_Problem_
Rewrite all of the entries below as a JSON list of strings, one string per line. Skip blank lines and leave the pictures out.

_Input material_
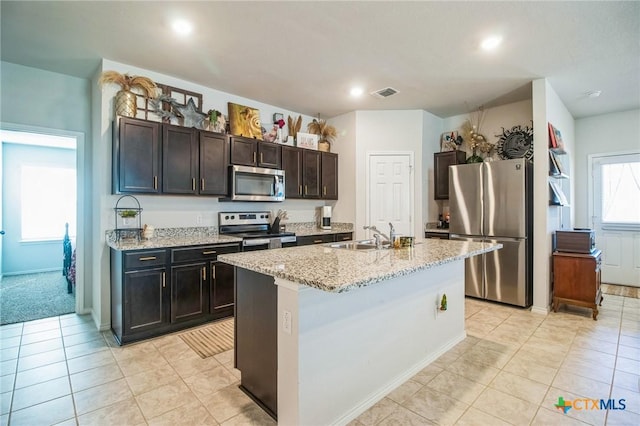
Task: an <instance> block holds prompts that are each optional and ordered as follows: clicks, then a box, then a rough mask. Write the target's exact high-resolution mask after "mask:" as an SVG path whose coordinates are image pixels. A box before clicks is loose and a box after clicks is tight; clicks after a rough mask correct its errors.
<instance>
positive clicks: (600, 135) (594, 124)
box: [563, 109, 640, 228]
mask: <svg viewBox="0 0 640 426" xmlns="http://www.w3.org/2000/svg"><path fill="white" fill-rule="evenodd" d="M563 135H564V134H563ZM632 150H635V151H638V150H640V110H638V109H635V110H631V111H624V112H616V113H611V114H604V115H598V116H595V117H587V118H581V119H578V120H576V143H575V148H574V151H575V152H574V155H573V158H574V168H573V173H572V176H571V178H572V180H573V182H575V183H576V186H575V192H574V195H575V197H574V205H575V208H574V209H573V210H574V213H575V222H574V226H575V227H579V228H591V227H592V226H593V223H592V222H591V218H590V217H589V214H588V212H589V205H588V201H589V194H588V183H589V180H590V179H591V177H590V176H588V171H587V170H588V157H589V155H592V154H603V153H614V152H628V151H632Z"/></svg>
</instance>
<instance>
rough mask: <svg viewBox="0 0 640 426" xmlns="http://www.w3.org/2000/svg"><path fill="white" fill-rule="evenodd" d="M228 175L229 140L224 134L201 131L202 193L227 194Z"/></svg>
mask: <svg viewBox="0 0 640 426" xmlns="http://www.w3.org/2000/svg"><path fill="white" fill-rule="evenodd" d="M228 176H229V142H228V141H227V139H226V138H225V137H224V136H222V135H218V134H215V133H208V132H200V182H199V192H200V194H202V195H226V194H227V185H228Z"/></svg>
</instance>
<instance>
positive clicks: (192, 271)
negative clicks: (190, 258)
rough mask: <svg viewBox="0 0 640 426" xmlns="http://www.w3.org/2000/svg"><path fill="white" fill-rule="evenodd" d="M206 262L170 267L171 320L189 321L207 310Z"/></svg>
mask: <svg viewBox="0 0 640 426" xmlns="http://www.w3.org/2000/svg"><path fill="white" fill-rule="evenodd" d="M206 274H207V263H206V262H200V263H193V264H187V265H178V266H172V267H171V322H179V321H189V320H191V319H193V318H197V317H199V316H202V315H205V314H206V313H207V311H208V310H209V288H208V286H207V276H206Z"/></svg>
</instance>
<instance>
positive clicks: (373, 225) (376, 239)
mask: <svg viewBox="0 0 640 426" xmlns="http://www.w3.org/2000/svg"><path fill="white" fill-rule="evenodd" d="M389 227H390V228H391V238H389V237H388V236H387V235H386V234H384V233H382V232H381V231H380V230H379V229H378V228H376V226H375V225H365V226H363V227H362V229H369V230H371V231H373V232H375V234H373V238H374V239H375V241H376V248H378V249H381V248H382V244H383V243H384V242H383V241H382V240H381V239H380V238H381V237H384V239H386V240H387V243H389V244H393V240H392V238H394V237H395V232H396V231H395V229H394V227H393V225H392V224H391V222H389Z"/></svg>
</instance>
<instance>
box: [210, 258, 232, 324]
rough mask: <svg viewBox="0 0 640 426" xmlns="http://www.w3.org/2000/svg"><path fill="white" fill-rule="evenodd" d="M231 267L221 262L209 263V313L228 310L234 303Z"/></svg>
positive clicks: (231, 306) (229, 265)
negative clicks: (209, 308) (209, 270)
mask: <svg viewBox="0 0 640 426" xmlns="http://www.w3.org/2000/svg"><path fill="white" fill-rule="evenodd" d="M234 271H235V269H234V267H233V266H231V265H229V264H227V263H223V262H211V280H212V285H211V288H212V290H211V313H212V314H215V313H216V312H217V311H219V310H221V309H223V308H229V307H232V306H233V303H234V293H233V292H234V289H233V284H234V277H235V273H234Z"/></svg>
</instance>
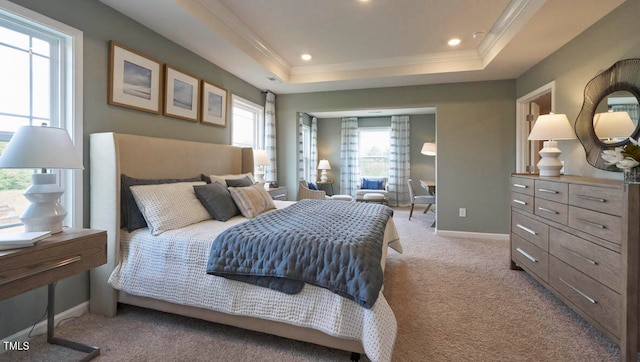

_Exercise output_
[
  "Task: an <instance> block holds prompts that are each optional and ordered as follows: clicks, then a box, then a rough mask. Write the target's exact high-resolution mask after \"mask:\" as an SVG path whose coordinates are image pixels. A box before clicks is loose and a box after clicks is tight; clicks after a rough mask correct its errors.",
  "<instance>",
  "positive clicks: (600, 135) (594, 124)",
  "box: [563, 109, 640, 228]",
  "mask: <svg viewBox=\"0 0 640 426\" xmlns=\"http://www.w3.org/2000/svg\"><path fill=\"white\" fill-rule=\"evenodd\" d=\"M563 135H564V134H563ZM632 150H635V151H638V150H640V110H638V109H635V110H631V111H624V112H616V113H611V114H604V115H598V116H595V117H587V118H581V119H578V120H576V143H575V148H574V151H575V152H574V155H573V158H574V168H573V173H572V176H571V178H572V180H573V182H575V183H576V186H575V192H574V195H575V197H574V205H575V208H574V209H573V210H574V213H575V222H574V226H575V227H579V228H591V227H592V226H593V223H592V222H591V218H590V217H589V214H588V212H589V205H588V201H589V194H588V183H589V180H590V179H591V177H590V176H588V171H587V170H588V157H589V155H592V154H603V153H614V152H628V151H632Z\"/></svg>",
  "</instance>",
  "<instance>",
  "rough mask: <svg viewBox=\"0 0 640 426\" xmlns=\"http://www.w3.org/2000/svg\"><path fill=\"white\" fill-rule=\"evenodd\" d=\"M228 175L229 140L224 134L201 131L202 193L227 194Z\"/></svg>",
  "mask: <svg viewBox=\"0 0 640 426\" xmlns=\"http://www.w3.org/2000/svg\"><path fill=\"white\" fill-rule=\"evenodd\" d=\"M228 176H229V142H228V141H227V139H226V138H225V137H224V136H222V135H218V134H215V133H208V132H200V182H199V192H200V194H202V195H226V194H227V185H228Z\"/></svg>",
  "</instance>",
  "<instance>",
  "positive clicks: (192, 271)",
  "negative clicks: (190, 258)",
  "rough mask: <svg viewBox=\"0 0 640 426\" xmlns=\"http://www.w3.org/2000/svg\"><path fill=\"white\" fill-rule=\"evenodd\" d=\"M206 262L170 267L171 320L189 321L207 310Z\"/></svg>",
  "mask: <svg viewBox=\"0 0 640 426\" xmlns=\"http://www.w3.org/2000/svg\"><path fill=\"white\" fill-rule=\"evenodd\" d=\"M206 274H207V263H206V262H200V263H193V264H187V265H178V266H172V267H171V322H179V321H189V320H191V319H193V318H197V317H199V316H202V315H205V314H206V313H207V311H208V310H209V288H208V286H207V276H206Z\"/></svg>",
  "</instance>",
  "<instance>",
  "positive clicks: (373, 225) (376, 239)",
  "mask: <svg viewBox=\"0 0 640 426\" xmlns=\"http://www.w3.org/2000/svg\"><path fill=\"white\" fill-rule=\"evenodd\" d=\"M389 227H390V228H391V238H389V237H388V236H387V235H386V234H384V233H382V232H381V231H380V230H379V229H378V228H376V226H375V225H365V226H363V227H362V229H369V230H371V231H373V232H375V234H373V238H374V239H375V241H376V248H378V249H381V248H382V244H383V243H384V242H383V241H382V240H381V239H380V238H381V237H384V239H386V240H387V243H389V244H393V240H392V238H394V237H395V232H396V231H395V229H394V227H393V225H392V224H391V222H389Z\"/></svg>",
  "</instance>",
  "<instance>",
  "box: [210, 258, 232, 324]",
  "rough mask: <svg viewBox=\"0 0 640 426\" xmlns=\"http://www.w3.org/2000/svg\"><path fill=\"white\" fill-rule=\"evenodd\" d=\"M231 267L221 262L209 263V313L228 310L234 303Z\"/></svg>",
  "positive clicks: (231, 306) (229, 265)",
  "negative clicks: (209, 308) (209, 270)",
  "mask: <svg viewBox=\"0 0 640 426\" xmlns=\"http://www.w3.org/2000/svg\"><path fill=\"white\" fill-rule=\"evenodd\" d=\"M234 271H235V269H234V267H233V266H231V265H229V264H227V263H223V262H211V280H212V285H211V288H212V290H211V313H212V314H215V313H216V312H217V311H219V310H221V309H223V308H229V307H232V306H233V303H234V293H233V292H234V289H233V284H234V277H235V273H234Z\"/></svg>",
  "</instance>"
]